-- IHRE AUFGABEN --
A) Entscheiden Sie, ob die Aussagen (i), (ii) und (iii) mit dem Bericht über die Mitgliederversammlung übereinstimmen. Antworten Sie jeweils mit Ja oder Nein und zitieren Sie die entscheidenden Worte des Berichts wörtlich: (i) Achim Schmitt bleibt Vorsitzender des Vereins. (ii) Die Satzungsänderung wurde bei dieser Sitzung bereits beschlossen. (iii) Bei der Sitzung hieß es, in Schwetzingen gebe es seit Jahren keine Obdachlosen.
B) Schreiben Sie aus dem Bericht über die Mitgliederversammlung den Abschnitt wortgetreu ab, der bei „Außerdem soll der“ beginnt und bei „Vorschlag übermittelt wurde.“ endet.

-- TEXTAUSZUG --
=-=-=-=-=

Schwetzingen. Eine wahrlich turbulente oder „außergewöhnliche“ außerordentliche Mitgliederversammlung gab’s Freitagabend beim Obdachlosenhilfeverein „Die Brücke“ in der zum Bersten gefüllten Wärmestube in der Friedrich-Ebert-Straße. Hier erstmal die beiden Ergebnisse vorneweg: Vorsitzender Achim Schmitt bleibt im Amt. Die Frage, ob er aufgrund der Vorgänge abberufen werden soll, die er selbst auf die Tagesordnung gesetzt hatte, wurde mit 31 Neinstimmen, sechs Jastimmen und seiner eigenen Enthaltung zu seinen Gunsten entschieden.

Außerdem soll der Vereinszweck verändert werden, denn bei der Sitzung wurde mehrfach klar gesagt, dass es in Schwetzingen gar keine Obdachlosen gebe, um die man sich kümmern könne, schon seit Jahren nicht. Bedürftige, wie immer man die dann definieren mag, sollen nun die Begünstigten der Vereinsarbeit werden. Die Satzungsänderung – die übrigens einstimmig verabschiedet werden müsste, sei in einer weiteren Mitgliederversammlung zu beschließen, nachdem sie zuvor den Mitgliedern als Vorschlag übermittelt wurde.

=-=-=-=-=

-- DATENSÄTZE --
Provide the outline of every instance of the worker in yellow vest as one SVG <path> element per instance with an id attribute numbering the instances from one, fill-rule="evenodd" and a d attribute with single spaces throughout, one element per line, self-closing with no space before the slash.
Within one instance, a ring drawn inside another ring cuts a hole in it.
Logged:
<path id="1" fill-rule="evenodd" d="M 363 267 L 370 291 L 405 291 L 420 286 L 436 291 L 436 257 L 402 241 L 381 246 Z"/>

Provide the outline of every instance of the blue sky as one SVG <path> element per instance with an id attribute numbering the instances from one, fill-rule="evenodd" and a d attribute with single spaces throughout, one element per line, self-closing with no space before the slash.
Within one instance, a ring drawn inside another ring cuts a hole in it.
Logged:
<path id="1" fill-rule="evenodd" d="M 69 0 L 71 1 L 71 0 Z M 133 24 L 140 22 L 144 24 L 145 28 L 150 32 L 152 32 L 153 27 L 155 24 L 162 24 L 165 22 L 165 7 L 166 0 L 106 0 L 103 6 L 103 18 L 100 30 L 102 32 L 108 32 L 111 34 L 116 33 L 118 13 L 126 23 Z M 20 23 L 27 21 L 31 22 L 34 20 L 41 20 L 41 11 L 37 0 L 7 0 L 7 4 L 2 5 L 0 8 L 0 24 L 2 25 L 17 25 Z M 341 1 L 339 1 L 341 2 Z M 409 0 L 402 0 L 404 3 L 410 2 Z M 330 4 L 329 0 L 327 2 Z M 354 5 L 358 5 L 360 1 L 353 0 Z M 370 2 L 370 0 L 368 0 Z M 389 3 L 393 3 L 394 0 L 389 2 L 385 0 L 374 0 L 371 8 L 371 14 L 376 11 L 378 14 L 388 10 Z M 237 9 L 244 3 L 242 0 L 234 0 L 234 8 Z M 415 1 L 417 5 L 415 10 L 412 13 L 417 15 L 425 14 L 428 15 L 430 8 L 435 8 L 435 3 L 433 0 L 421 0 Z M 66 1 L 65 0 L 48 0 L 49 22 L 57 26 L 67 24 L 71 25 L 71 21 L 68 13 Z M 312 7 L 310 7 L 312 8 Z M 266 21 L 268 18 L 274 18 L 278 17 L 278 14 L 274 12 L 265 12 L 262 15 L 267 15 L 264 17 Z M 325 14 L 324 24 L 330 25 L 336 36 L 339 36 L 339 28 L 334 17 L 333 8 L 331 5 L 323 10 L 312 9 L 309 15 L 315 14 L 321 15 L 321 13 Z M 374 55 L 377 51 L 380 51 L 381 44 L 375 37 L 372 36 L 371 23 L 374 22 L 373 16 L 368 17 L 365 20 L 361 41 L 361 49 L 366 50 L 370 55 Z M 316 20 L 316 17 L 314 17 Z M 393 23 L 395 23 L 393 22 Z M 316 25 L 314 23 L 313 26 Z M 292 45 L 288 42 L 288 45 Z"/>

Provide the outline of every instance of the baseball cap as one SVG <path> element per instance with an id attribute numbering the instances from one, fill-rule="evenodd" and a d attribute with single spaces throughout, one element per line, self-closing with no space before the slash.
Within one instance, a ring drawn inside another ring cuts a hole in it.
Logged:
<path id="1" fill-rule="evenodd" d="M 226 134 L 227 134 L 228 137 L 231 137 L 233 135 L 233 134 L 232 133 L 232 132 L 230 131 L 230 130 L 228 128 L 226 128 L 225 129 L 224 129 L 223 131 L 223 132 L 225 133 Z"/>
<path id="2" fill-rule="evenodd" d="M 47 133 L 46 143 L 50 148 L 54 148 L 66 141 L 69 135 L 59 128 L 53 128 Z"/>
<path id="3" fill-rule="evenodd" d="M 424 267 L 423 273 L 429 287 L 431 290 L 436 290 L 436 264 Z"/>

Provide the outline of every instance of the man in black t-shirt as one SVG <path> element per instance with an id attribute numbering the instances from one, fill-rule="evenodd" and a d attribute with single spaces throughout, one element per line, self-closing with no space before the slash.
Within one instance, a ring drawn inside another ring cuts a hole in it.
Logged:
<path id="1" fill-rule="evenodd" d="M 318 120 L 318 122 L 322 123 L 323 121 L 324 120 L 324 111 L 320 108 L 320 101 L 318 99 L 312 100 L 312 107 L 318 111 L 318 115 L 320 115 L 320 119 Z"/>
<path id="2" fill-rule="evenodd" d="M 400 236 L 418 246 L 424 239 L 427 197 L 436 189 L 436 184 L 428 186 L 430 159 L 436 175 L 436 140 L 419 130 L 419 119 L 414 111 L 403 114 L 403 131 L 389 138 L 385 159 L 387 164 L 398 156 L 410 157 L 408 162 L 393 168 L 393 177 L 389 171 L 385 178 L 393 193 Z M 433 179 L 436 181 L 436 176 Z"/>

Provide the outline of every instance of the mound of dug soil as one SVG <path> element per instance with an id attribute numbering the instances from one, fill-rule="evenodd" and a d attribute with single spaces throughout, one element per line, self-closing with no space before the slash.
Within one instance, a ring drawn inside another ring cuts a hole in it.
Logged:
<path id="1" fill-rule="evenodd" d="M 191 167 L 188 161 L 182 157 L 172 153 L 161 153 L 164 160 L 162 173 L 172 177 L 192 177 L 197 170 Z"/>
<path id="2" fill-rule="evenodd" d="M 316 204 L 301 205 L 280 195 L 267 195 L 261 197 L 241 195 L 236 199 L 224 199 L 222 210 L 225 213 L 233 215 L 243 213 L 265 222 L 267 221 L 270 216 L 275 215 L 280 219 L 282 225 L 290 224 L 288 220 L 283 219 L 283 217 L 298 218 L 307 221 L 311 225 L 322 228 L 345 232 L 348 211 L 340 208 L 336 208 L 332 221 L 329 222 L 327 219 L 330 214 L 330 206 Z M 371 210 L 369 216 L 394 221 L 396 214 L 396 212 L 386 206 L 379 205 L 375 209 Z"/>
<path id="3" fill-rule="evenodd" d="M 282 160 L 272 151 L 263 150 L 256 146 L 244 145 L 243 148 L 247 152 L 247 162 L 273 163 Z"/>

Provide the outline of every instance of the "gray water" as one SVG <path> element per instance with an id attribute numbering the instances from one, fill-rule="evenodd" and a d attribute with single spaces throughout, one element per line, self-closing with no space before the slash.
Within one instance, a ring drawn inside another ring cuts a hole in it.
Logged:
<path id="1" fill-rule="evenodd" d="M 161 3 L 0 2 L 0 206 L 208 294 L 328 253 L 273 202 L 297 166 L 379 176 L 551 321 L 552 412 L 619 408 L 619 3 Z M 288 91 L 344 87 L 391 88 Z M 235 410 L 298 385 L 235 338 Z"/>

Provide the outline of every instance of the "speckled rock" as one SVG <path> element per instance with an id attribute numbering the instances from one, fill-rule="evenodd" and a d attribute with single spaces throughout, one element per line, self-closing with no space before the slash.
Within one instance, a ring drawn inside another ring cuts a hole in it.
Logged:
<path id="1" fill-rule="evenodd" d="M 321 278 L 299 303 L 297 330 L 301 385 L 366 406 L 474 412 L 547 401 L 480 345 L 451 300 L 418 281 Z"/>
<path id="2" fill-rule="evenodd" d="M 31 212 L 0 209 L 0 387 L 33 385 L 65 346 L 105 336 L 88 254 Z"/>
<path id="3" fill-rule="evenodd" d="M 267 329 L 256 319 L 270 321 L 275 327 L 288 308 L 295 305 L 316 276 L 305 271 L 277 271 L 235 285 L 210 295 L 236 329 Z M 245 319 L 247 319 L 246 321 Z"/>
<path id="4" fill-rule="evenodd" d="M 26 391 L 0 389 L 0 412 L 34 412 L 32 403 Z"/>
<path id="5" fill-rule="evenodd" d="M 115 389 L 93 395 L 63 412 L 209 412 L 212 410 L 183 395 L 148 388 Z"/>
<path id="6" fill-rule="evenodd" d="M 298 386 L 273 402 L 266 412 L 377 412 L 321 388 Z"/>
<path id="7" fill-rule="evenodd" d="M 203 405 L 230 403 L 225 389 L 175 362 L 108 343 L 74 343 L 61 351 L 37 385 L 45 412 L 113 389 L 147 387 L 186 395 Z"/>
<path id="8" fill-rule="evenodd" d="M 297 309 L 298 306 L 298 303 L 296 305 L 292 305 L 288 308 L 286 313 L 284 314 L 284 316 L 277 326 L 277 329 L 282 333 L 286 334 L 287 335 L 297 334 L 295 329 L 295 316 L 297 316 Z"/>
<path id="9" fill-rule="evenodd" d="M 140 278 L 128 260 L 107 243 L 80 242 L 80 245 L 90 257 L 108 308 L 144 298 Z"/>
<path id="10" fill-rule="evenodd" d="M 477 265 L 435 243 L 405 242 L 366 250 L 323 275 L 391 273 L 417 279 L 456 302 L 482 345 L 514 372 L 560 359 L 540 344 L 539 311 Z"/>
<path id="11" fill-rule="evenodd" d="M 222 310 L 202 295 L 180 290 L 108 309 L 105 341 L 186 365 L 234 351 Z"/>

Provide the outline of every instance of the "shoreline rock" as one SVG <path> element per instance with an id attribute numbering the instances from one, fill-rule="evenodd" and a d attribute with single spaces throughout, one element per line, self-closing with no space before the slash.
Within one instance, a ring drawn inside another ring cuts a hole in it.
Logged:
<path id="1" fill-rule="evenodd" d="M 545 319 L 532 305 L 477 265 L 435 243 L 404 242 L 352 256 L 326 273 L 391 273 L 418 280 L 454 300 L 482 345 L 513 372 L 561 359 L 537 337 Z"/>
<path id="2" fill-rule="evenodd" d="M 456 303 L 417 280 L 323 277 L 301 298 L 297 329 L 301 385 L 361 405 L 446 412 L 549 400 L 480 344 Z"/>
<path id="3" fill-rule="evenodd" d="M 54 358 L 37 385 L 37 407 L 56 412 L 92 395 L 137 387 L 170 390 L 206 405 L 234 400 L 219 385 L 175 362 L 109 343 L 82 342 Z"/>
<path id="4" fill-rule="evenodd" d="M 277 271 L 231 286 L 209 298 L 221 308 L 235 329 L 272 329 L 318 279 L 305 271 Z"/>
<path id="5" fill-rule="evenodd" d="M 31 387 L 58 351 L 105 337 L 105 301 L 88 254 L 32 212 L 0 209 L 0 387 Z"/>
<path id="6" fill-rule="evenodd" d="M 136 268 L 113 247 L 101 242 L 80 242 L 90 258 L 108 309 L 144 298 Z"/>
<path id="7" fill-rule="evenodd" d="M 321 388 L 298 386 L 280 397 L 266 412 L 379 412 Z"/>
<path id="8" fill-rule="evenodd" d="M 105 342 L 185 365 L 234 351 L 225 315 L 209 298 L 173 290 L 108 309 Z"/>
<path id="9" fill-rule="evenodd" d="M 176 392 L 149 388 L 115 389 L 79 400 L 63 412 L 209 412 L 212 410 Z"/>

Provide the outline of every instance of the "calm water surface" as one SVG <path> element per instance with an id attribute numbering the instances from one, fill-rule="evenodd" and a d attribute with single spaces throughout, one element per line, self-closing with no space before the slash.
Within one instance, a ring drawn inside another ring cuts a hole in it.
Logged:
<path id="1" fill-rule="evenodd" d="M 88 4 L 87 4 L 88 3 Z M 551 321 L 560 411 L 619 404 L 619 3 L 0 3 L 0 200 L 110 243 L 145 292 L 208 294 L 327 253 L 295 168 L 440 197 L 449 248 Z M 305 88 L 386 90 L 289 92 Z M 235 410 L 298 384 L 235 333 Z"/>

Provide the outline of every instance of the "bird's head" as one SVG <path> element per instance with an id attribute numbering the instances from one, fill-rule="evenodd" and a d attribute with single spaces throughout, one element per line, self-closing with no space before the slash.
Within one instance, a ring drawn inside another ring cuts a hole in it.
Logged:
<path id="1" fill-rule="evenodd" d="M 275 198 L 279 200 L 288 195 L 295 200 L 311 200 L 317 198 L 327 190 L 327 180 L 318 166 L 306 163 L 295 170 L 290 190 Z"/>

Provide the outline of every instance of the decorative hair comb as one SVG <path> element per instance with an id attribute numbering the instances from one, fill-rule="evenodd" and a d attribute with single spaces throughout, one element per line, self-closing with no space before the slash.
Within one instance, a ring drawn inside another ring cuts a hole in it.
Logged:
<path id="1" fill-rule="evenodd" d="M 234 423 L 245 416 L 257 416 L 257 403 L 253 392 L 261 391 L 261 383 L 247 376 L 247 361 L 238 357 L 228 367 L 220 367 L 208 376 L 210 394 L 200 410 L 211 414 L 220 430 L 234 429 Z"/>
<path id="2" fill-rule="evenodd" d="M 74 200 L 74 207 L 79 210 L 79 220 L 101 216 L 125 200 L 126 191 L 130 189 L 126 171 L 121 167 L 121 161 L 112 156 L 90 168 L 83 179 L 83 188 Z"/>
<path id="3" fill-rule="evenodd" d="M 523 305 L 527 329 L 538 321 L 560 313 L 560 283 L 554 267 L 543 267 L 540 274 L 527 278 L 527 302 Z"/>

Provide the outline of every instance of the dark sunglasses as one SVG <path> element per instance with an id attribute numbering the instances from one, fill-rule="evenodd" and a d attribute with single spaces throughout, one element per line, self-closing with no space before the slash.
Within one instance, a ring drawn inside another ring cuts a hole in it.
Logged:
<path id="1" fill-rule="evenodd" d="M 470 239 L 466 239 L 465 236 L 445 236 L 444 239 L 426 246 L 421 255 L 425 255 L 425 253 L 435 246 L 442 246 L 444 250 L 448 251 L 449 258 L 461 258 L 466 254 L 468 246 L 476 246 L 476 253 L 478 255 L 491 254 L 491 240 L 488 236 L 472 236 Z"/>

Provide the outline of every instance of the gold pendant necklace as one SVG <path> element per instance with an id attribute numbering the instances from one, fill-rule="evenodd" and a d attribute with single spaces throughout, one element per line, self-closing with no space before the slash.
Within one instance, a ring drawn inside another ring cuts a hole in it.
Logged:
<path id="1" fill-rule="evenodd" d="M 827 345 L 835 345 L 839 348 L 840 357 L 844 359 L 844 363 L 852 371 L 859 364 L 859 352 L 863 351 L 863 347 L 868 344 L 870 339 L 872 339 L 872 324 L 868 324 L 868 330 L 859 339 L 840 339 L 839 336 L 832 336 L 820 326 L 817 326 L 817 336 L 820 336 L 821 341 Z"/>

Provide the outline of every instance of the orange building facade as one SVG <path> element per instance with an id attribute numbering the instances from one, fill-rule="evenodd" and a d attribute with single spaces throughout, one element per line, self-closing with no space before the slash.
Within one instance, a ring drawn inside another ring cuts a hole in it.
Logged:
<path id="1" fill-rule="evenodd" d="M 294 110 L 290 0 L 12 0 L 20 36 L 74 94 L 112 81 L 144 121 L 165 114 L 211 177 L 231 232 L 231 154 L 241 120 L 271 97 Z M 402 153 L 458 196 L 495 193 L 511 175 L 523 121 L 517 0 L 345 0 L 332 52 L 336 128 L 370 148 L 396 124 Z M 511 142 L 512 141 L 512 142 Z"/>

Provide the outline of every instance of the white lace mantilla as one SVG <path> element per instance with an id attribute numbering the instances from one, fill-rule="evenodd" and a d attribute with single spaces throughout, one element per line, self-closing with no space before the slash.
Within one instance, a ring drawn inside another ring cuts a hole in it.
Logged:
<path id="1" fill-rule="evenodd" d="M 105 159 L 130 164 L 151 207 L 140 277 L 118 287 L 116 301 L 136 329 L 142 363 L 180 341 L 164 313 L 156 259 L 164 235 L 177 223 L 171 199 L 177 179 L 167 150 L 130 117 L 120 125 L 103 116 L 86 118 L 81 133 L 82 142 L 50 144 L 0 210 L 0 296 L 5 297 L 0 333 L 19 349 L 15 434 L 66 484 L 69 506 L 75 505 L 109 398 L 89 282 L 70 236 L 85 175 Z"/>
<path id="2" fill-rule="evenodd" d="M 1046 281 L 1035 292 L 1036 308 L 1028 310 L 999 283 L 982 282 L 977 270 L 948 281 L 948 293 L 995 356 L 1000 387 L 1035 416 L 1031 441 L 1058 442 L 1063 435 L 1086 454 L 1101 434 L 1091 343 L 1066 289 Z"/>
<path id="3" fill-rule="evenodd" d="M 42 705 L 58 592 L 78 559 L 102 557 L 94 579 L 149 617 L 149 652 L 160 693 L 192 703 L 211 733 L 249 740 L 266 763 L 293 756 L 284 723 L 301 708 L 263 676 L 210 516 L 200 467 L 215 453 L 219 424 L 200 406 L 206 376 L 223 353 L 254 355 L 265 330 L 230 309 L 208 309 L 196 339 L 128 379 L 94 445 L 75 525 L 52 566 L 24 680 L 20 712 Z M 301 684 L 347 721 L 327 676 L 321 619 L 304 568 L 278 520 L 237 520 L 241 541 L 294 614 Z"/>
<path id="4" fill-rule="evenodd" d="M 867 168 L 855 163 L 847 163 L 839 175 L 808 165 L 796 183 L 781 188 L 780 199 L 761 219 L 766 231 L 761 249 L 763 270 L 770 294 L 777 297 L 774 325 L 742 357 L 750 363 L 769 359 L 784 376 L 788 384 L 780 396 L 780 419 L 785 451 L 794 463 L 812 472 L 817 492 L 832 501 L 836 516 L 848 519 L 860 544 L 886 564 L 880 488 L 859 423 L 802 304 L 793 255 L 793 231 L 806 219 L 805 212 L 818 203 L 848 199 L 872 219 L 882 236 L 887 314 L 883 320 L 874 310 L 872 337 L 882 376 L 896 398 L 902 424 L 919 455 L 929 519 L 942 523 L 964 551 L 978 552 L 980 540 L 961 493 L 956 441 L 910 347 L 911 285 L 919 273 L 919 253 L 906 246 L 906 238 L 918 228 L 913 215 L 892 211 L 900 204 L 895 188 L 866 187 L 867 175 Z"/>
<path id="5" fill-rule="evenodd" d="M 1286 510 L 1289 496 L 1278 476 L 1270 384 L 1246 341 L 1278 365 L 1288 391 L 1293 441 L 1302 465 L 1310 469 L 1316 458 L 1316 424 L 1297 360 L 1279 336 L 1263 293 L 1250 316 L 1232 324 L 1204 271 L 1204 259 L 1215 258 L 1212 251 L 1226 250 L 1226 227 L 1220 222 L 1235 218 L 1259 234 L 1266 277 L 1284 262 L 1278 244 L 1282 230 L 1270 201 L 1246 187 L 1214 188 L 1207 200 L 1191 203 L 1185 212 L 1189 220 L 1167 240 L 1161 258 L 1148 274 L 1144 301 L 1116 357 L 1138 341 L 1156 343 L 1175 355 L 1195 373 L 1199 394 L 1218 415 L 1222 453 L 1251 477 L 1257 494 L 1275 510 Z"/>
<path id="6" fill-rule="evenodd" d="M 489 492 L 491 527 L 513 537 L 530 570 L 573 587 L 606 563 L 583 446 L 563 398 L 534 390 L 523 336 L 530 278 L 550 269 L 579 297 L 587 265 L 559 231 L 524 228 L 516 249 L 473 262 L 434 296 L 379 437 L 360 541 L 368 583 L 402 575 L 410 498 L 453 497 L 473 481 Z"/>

=-=-=-=-=

-- ANTWORTEN NACH NUMMER --
A)
(i) Ja: „Vorsitzender Achim Schmitt bleibt im Amt.“
(ii) Nein: „sei in einer weiteren Mitgliederversammlung zu beschließen“
(iii) Ja: „dass es in Schwetzingen gar keine Obdachlosen gebe, um die man sich kümmern könne, schon seit Jahren nicht“

B)
Außerdem soll der Vereinszweck verändert werden, denn bei der Sitzung wurde mehrfach klar gesagt, dass es in Schwetzingen gar keine Obdachlosen gebe, um die man sich kümmern könne, schon seit Jahren nicht. Bedürftige, wie immer man die dann definieren mag, sollen nun die Begünstigten der Vereinsarbeit werden. Die Satzungsänderung – die übrigens einstimmig verabschiedet werden müsste, sei in einer weiteren Mitgliederversammlung zu beschließen, nachdem sie zuvor den Mitgliedern als Vorschlag übermittelt wurde.